Supplied data →
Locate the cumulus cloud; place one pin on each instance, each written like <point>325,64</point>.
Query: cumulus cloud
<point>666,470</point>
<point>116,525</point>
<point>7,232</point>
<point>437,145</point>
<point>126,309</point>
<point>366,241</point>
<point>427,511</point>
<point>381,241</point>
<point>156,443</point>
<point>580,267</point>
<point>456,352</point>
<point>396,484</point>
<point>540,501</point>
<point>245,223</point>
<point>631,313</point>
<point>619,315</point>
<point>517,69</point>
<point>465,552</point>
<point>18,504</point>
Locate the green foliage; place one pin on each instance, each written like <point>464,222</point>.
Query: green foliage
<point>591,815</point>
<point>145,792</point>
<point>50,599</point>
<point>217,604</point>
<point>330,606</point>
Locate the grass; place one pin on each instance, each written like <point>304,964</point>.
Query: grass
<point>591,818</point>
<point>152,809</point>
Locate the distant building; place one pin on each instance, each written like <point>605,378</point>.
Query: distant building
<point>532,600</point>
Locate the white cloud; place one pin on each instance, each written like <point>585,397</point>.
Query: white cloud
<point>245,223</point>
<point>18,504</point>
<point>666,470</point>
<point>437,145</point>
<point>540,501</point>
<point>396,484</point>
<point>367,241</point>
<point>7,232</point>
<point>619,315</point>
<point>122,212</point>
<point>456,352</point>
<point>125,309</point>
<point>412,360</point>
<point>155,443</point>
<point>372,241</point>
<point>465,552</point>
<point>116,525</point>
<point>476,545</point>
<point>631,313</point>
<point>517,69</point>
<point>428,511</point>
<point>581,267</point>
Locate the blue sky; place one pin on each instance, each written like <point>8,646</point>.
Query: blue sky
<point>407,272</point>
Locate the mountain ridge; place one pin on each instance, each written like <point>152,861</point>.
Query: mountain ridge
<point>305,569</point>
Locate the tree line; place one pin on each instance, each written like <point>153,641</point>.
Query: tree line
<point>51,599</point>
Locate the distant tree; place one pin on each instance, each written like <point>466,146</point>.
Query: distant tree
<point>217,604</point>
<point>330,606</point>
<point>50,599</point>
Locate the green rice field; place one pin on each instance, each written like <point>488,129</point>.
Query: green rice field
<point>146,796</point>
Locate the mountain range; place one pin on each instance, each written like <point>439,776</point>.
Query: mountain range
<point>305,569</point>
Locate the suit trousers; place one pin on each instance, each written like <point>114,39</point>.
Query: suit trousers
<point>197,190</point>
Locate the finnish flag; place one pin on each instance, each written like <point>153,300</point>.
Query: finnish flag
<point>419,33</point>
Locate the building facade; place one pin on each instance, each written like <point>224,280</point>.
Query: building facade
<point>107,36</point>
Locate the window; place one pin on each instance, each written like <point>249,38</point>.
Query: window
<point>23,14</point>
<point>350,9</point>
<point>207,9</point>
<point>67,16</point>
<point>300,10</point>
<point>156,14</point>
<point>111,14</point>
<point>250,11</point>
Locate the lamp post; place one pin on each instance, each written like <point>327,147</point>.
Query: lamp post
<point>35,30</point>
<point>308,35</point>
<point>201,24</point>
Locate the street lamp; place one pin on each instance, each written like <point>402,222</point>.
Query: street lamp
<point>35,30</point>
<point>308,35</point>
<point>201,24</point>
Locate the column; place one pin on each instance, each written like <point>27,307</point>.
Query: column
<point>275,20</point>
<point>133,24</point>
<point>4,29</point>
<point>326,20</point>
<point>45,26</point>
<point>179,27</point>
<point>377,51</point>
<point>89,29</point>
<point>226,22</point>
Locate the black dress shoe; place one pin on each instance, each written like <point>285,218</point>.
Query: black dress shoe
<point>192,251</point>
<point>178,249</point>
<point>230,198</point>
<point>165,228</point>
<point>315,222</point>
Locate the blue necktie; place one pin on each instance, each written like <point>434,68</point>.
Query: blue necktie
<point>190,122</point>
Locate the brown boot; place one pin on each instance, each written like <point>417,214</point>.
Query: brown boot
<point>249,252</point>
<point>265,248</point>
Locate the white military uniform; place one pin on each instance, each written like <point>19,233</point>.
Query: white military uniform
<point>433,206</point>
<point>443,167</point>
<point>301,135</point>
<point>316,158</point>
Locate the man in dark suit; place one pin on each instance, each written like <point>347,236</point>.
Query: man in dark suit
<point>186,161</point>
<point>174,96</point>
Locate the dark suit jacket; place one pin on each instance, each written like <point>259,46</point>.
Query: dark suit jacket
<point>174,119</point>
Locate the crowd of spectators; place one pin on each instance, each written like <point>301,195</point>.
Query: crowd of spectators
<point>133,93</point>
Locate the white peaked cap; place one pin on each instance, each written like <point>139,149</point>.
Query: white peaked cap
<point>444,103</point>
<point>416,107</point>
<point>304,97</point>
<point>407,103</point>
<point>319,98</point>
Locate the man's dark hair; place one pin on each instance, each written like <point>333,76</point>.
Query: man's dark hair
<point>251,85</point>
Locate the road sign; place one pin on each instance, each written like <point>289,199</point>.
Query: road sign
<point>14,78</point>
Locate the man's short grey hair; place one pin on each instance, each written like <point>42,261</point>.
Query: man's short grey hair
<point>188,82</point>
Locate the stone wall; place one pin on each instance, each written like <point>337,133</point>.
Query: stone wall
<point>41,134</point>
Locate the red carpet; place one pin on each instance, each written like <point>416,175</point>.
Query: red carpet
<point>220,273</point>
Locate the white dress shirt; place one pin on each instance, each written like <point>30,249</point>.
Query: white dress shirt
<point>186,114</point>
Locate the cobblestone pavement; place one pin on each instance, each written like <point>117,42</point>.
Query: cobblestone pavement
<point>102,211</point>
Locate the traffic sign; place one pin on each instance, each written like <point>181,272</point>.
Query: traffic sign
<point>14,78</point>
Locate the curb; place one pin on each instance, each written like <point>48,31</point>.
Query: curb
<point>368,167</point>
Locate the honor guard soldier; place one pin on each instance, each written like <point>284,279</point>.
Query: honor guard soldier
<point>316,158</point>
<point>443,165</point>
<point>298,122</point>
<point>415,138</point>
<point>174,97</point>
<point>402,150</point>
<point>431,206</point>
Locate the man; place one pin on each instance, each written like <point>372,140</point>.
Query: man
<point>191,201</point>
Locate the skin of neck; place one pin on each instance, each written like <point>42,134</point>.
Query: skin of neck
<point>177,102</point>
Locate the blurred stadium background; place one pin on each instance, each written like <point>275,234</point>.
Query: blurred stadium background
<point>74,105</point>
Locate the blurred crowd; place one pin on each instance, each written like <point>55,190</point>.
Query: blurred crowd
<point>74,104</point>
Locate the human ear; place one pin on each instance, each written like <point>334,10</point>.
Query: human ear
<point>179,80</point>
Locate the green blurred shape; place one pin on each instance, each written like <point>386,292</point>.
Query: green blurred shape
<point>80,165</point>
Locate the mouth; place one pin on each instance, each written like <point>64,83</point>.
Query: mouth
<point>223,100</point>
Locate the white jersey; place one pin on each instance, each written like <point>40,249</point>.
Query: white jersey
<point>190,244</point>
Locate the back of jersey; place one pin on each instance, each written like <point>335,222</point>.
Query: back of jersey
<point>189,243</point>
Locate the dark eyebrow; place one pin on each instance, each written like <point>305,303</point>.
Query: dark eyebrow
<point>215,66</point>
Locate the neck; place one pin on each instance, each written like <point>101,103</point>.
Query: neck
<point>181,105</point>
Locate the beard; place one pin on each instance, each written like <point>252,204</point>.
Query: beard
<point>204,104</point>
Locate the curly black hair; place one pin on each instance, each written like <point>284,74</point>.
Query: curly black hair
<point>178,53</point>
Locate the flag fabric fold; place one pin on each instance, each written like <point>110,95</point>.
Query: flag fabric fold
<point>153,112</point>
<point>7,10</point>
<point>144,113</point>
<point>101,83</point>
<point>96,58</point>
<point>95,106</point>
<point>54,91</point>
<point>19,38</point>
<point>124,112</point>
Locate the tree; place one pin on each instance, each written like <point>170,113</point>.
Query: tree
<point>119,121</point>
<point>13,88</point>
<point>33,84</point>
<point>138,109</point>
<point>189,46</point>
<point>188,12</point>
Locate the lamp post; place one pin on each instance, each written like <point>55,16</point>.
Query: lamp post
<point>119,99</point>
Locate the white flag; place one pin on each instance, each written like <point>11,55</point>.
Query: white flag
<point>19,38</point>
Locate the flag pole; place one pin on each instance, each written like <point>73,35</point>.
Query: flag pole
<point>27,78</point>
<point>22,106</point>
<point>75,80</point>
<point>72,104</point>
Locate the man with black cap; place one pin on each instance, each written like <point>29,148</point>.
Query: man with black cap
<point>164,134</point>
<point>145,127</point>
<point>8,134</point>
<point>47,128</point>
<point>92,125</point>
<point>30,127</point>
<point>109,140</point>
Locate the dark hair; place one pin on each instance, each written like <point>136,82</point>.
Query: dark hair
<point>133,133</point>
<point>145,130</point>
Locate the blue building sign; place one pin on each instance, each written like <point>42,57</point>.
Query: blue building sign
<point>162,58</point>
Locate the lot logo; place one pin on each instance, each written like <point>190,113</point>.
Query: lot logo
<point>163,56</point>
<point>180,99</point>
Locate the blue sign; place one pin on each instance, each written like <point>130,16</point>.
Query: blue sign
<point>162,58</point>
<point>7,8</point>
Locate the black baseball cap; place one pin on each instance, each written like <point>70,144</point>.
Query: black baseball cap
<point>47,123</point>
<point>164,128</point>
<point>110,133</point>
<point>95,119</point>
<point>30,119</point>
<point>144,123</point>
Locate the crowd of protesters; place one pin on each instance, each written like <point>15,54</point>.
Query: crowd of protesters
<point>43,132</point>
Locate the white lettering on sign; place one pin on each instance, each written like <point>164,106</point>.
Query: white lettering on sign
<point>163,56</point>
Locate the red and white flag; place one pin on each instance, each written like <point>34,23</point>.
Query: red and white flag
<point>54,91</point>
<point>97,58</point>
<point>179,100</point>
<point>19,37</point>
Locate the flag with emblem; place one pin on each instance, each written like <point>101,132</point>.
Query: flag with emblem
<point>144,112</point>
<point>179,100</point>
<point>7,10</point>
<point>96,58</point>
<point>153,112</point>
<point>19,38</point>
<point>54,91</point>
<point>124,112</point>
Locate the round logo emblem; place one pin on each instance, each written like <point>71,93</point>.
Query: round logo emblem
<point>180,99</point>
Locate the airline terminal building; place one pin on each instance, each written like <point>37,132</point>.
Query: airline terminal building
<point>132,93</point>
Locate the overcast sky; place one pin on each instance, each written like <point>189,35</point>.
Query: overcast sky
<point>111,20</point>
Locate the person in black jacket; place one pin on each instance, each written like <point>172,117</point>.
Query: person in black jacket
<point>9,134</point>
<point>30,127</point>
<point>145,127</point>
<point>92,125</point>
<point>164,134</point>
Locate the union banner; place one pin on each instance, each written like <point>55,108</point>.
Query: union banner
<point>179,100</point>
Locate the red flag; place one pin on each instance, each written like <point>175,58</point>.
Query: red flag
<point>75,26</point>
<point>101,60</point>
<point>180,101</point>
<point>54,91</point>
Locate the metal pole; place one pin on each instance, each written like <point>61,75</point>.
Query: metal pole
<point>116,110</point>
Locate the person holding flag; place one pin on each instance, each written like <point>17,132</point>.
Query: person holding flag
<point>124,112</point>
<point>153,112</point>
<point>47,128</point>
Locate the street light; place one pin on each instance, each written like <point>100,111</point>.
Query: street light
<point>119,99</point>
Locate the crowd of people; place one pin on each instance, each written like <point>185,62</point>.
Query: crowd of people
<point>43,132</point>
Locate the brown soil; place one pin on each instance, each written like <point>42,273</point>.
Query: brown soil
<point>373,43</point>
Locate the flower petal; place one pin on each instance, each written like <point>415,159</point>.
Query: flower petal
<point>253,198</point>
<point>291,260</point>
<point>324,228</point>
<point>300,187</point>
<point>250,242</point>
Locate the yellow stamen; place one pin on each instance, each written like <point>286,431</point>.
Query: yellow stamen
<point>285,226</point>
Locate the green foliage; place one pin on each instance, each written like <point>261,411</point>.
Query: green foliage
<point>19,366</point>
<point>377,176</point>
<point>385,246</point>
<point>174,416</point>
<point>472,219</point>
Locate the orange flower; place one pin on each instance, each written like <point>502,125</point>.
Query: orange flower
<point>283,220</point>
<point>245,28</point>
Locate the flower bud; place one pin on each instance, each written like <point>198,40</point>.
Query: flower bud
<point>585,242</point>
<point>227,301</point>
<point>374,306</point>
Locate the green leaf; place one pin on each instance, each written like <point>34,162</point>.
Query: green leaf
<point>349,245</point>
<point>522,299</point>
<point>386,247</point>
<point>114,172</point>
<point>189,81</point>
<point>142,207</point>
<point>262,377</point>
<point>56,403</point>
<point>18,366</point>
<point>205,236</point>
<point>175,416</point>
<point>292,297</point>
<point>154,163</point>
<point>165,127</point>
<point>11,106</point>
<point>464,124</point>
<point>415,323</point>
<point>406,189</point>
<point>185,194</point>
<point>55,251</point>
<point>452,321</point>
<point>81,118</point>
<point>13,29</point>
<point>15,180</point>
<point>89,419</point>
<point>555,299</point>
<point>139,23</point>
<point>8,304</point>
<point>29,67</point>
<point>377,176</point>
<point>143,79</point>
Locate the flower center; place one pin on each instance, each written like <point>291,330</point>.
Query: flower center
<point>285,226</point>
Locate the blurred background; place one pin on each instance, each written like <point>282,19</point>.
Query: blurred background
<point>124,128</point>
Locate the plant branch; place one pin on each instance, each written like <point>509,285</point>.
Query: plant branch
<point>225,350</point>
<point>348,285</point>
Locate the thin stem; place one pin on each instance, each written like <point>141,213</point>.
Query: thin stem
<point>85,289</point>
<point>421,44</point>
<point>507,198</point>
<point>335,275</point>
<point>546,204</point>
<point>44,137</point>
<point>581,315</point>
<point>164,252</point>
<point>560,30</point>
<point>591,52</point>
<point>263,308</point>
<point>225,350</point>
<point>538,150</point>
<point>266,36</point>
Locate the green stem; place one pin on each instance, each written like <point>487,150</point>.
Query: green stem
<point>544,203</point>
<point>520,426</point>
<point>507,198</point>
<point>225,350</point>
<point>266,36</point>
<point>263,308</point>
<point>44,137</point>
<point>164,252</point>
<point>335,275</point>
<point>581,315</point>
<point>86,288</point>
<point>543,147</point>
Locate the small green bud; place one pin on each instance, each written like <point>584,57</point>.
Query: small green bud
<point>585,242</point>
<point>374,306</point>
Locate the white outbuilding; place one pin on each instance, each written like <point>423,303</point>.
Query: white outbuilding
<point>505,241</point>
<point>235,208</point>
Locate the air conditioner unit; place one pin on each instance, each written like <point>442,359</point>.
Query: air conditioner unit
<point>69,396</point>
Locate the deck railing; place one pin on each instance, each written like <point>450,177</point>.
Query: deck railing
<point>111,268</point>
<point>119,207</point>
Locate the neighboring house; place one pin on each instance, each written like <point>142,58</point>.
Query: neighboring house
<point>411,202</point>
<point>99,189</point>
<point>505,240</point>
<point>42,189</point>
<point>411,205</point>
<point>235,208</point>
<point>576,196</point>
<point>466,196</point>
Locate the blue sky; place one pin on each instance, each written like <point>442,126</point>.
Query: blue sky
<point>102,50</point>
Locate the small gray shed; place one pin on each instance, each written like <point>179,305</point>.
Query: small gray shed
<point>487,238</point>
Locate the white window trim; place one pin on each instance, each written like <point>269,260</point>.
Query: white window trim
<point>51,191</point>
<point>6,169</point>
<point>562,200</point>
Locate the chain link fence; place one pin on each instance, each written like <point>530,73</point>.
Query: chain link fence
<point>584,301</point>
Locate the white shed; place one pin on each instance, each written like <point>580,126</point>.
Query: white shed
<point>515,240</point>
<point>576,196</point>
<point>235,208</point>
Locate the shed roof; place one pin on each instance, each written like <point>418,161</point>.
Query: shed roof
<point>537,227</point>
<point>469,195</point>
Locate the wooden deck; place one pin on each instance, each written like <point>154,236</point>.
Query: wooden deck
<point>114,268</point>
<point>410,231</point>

Instructions to follow →
Rewrite the stretch of rows from the line containing "Locate the white shed;" through the end of the rows as a two-column CSV with the columns request and answer, one line for each request. Put the request text and its answer each in a single quoted field, with line breaks replaced by spaces.

Full solution →
request,answer
"Locate the white shed; place one pin on each instance, each written like <point>580,126</point>. Query: white shed","<point>515,240</point> <point>576,196</point> <point>235,208</point>"
"Locate the shed roof; place one pin on each instance, each written like <point>418,161</point>. Query: shed roof","<point>537,227</point> <point>469,195</point>"
"Locate the wooden deck; place one pin on each instance, each written like <point>154,236</point>. Query: wooden deck","<point>114,268</point> <point>410,231</point>"